[Extract]:
• • • • • • •
Modern computational linguistics began with Chomsky (1957), and was initially dominated by the study of his ‘transformational’ grammars. These grammars involved two levels of analyses, a ‘deep structure’ meant to capture more-or-less simply the meaning of a sentence, and a ‘surface structure’ which reﬂects the actual way in which the sentence was constructed. The deep structure might be a clause in the active voice, ‘Sandy saw Sam,’ whereas the surface structure might involve the more complex passive voice, ‘Sam was seen by Sandy.’

Transformational grammars are computationally complex, and in the 1980s several linguists came to the conclusion that much simpler kinds of grammars could describe most syntactic phenomena, developing Generalized Phrase-Structure Grammars (Gazdar et al. 1985) and Uniﬁcation-based Grammars (Kaplan and Bresnan 1982, Pollard and Sag 1987, Shieber 1986). These grammars generate surface structures directly; there is no separate deep structure and therefore no transformations. These kinds of grammars can provide very detailed syntactic and semantic analyses of sentences, but even today there are no comprehensive grammars of this kind that fully accommodate English or any other natural language.

Natural language processing using handcrafted grammars suﬀers from two major drawbacks. First, the syntactic coverage oﬀered by any available grammar is incomplete, reﬂecting both our lack of understanding of even relatively frequently occuring syntactic constructions and the organizational difﬁculty of manually constructing any artifact as complex as a grammar of a natural language. Second, such grammars almost always permit a large number of spurious ambiguities, that is, parses which are permitted by the rules of syntax but have unusual or unlikely semantic interpretations. For example, in the sentence ‘I saw the boat with the telescope,’ the prepositional phrase ‘with the telescope’ is most easily interpreted as the instrument used in seeing, while in ‘I saw the policeman with the riﬂe,’ the prepositional phrase usually receives a diﬀerent interpretation in which the policeman has the riﬂe. Note that the corresponding alternative interpretation is marginally accessible for each of these sentences: in the ﬁrst sentence one can imagine that the telescope is on the boat, and in the second, that the riﬂe (say, with a viewing scope) was used to view the policeman.
• • • • • • •
[Supplied data]:

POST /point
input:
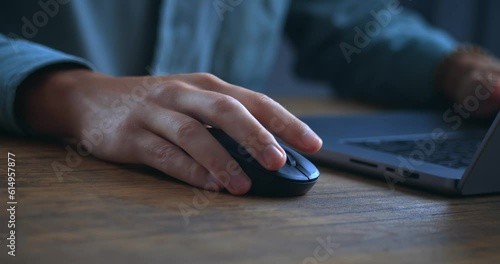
• • • • • • •
[Given request 1]:
In the extract on computational linguistics, what two major drawbacks of natural language processing with handcrafted grammars are named?
[Given request 2]:
Continue the extract on computational linguistics from its last sentence.

[Exercise output 1]:
The syntactic coverage of any available grammar is incomplete, and such grammars almost always permit a large number of spurious ambiguities.

[Exercise output 2]:
In eﬀect, there is a dilemma of coverage. A grammar rich enough to accommodate natural language, including rare and sometimes even ‘ungrammatical’ constructions, fails to distinguish natural from unnatural interpretations. But a grammar suﬃciently restricted so as to exclude what is unnatural fails to accommodate the scope of real language. These observations led, in the 1980s, to a growing interest in stochastic approaches to natural language, particularly to speech. Stochastic grammars became the basis of speech recognition systems by outperforming the best of the systems based on deterministic handcrafted grammars. Largely inspired by these successes, computational linguists began applying stochastic approaches to other natural language processing applications. Usually, the architecture of such a stochastic model is speciﬁed manually, while the model’s parameters are estimated from a training corpus, that is, a large representative sample of sentences.

As explained in the body of this research paper, stochastic approaches replace the binary distinctions (grammatical vs. ungrammatical) of nonstochastic approaches with probability distributions. This provides a way of dealing with the two drawbacks of nonstochastic approaches. Ill-formed alternatives can be characterized as extremely low probability rather than ruled out as impossible, so even ungrammatical strings can be provided with an interpretation. Similarly, a stochastic model of possible interpretations of a sentence provides a method for distinguishing more plausible interpretations from less plausible ones.

The introduction sets out formally various classes of grammars and languages. Probabilistic grammars are introduced in Sect. 2, along with the basic issues of parametric representation, inference, and computation.

## 2. Grammars And Languages

The formal framework, whether used in a transformational grammar, a generalized phrase-structure grammar, or a more traditionally styled context-free grammar, is due to Chomsky (1957) and his co- workers. This section presents a brief introduction to this framework. But for a thorough (and very readable) presentation we highly recommend the book by Hopcroft and Ullman (1979).

The concept and notation of a formal grammar is perhaps best introduced by an example:

Example 1: Deﬁne a grammar, G_{1}, by G_{1} = (T_{1}, N_{1}, S, R_{1}), where T_{1} = {grows, rice, wheat} is a set of words (a ‘lexicon’), N_{1} = {S, NP, VP} is a set of symbols representing grammatically meaningful strings of words, such as clauses or parts of speech (e.g., S for ‘Sentence,’ NP for ‘Noun Phrase,’ VP for ‘Verb Phrase’), and R_{1} = {S → NP VP, NP → rice, NP → wheat, VP → grows} is a collection of rules for rewriting, or instantiating, the symbols in N_{1}. Informally, the nonterminal S rewrites to sentences or clauses, NP rewrites to noun phrases and VP rewrites to verb phrases. The language, L_{G1}, generated by G_{1} is the set of strings of words that are reachable from S through the rewrite rules in R_{1}. In this example, L_{G1} = rice grows, wheat grows , derived by S → NP VP → rice VP → rice grows, and S → NP VP → wheat VP → wheat grows.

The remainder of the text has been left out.